» **PASSAGE**:
In the interest of many of our clients who suffer from the asbestos-related cancer mesothelioma, we sometimes post about new medical research that has potential for helping to treat the devastating cancer. Baylor has announced the launch of a clinical research study that will evaluate a new chemotherapy-drug treatment protocol.

Mesothelioma

Mesothelioma is a cancer caused by exposure to asbestos. The tumors grow in the linings around major organs, most commonly in the lining around the lungs, called the pleura. Symptoms of pleural mesothelioma include weight loss, lumps under the skin on the chest, chest pain, shortness of breath, difficulty swallowing, fluid in the chest, painful cough and more.

Treatment of mesothelioma is difficult because it is often first discovered at an advanced state of the disease. Treatment can include a combination of surgery, chemotherapy or radiation. Because of limited treatment options in many cases, it is not unusual for patients to participate in experimental clinical trials of new treatments, like the upcoming study at Baylor.

» **DATASET ENTRIES**:
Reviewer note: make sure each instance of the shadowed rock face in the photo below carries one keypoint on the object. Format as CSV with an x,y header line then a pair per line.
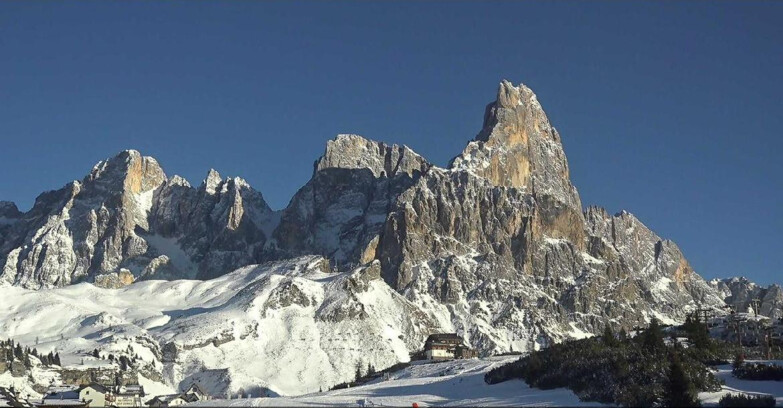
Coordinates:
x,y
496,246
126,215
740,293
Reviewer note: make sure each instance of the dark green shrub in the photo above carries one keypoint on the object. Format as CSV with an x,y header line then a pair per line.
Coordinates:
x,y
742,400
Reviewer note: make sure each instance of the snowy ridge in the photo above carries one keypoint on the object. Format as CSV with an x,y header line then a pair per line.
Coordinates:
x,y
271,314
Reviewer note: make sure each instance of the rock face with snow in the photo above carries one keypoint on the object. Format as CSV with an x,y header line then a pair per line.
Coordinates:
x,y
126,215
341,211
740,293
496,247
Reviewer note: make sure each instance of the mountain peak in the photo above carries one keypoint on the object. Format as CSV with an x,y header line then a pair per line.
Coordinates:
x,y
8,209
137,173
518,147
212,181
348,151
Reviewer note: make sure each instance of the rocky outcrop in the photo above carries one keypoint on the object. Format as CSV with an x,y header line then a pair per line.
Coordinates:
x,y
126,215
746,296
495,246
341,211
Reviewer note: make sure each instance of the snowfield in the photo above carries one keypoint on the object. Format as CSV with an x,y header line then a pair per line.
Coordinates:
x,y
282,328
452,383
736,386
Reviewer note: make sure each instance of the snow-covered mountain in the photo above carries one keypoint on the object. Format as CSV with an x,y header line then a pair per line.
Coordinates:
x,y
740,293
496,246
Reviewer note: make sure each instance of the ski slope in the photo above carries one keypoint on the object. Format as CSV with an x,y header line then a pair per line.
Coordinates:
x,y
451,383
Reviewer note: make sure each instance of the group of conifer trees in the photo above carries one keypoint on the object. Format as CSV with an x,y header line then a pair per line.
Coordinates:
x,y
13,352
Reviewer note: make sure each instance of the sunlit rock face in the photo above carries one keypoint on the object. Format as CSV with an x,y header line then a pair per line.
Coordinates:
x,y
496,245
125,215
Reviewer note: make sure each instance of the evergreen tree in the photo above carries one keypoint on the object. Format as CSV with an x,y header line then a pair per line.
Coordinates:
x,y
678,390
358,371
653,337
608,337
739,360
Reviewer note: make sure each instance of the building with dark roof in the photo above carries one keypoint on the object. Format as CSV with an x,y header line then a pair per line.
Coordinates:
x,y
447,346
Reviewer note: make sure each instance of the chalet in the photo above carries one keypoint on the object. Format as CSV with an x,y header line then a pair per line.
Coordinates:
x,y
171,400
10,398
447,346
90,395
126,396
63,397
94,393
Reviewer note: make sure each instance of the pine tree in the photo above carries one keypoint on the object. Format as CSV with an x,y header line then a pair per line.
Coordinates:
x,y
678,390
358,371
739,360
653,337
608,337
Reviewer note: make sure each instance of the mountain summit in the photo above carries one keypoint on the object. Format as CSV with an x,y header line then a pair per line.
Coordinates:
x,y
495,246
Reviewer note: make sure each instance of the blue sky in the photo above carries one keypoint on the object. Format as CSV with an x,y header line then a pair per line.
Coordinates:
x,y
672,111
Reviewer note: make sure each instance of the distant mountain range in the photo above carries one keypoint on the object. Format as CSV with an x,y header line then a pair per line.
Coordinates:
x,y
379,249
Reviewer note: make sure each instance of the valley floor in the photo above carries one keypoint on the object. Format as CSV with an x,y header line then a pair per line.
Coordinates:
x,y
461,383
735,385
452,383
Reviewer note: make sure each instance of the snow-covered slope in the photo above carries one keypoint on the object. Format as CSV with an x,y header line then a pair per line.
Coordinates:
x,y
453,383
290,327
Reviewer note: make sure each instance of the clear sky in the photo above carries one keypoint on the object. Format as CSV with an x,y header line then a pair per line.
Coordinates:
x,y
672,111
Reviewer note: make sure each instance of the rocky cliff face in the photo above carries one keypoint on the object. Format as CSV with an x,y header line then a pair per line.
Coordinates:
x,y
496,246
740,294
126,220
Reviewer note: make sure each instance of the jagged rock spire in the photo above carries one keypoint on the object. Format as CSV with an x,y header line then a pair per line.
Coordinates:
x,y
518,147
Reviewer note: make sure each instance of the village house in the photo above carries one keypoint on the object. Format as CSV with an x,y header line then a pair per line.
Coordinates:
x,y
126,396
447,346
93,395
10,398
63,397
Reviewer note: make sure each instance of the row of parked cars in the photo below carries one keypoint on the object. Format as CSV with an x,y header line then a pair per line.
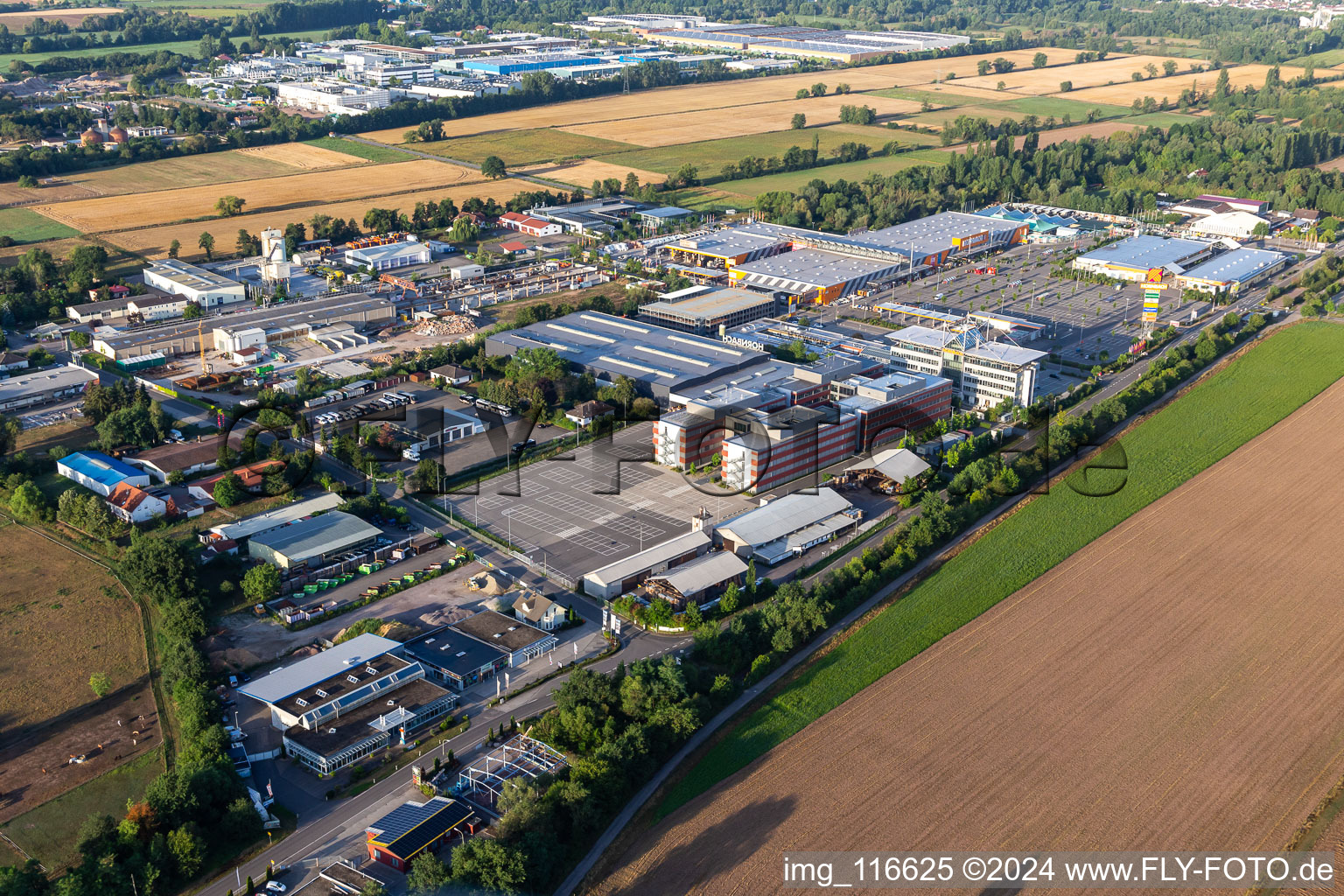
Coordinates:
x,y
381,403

» **ASSIGNED TASK A**: In the mesothelioma passage, what is the lining around the lungs called?
» **ASSIGNED TASK B**: Retype the part of the mesothelioma passage starting at "In the interest" and ending at "chemotherapy-drug treatment protocol.".
» **ASSIGNED TASK C**: Write what comes next in the passage about mesothelioma and the Baylor study, picking up after its final sentence.

» **ANSWER A**: The pleura.

» **ANSWER B**:
In the interest of many of our clients who suffer from the asbestos-related cancer mesothelioma, we sometimes post about new medical research that has potential for helping to treat the devastating cancer. Baylor has announced the launch of a clinical research study that will evaluate a new chemotherapy-drug treatment protocol.

» **ANSWER C**:
The Baylor Clinical Trial

The Baylor College of Medicine Lung Institute's Mesothelioma Treatment Center announced on December 20 that it has begun enrolling participants with malignant pleural mesothelioma in a clinical study of the performance of two chemotherapy drugs when placed together in the chest at the site of tumors through surgical means.

Baylor physicians already deliver heated cisplatin, a chemotherapy drug, into the chest cavity in surgery with a positive impact on survival. Heated chemotherapy administered surgically is less toxic to the body so higher amounts can be delivered than through IVs, according to Dr. Shawn Groth, cited in the Baylor news release.

In another treatment method, when cisplatin is combined with the cancer drug pemetrexed and delivered intravenously in chemotherapy treatment, the results are more promising than when cisplatin is used through IV alone.

In the new study, researchers want to learn whether the combination of these two drugs when administered heated and through surgery directly into the chest will be more effective than cisplatin delivered this way alone.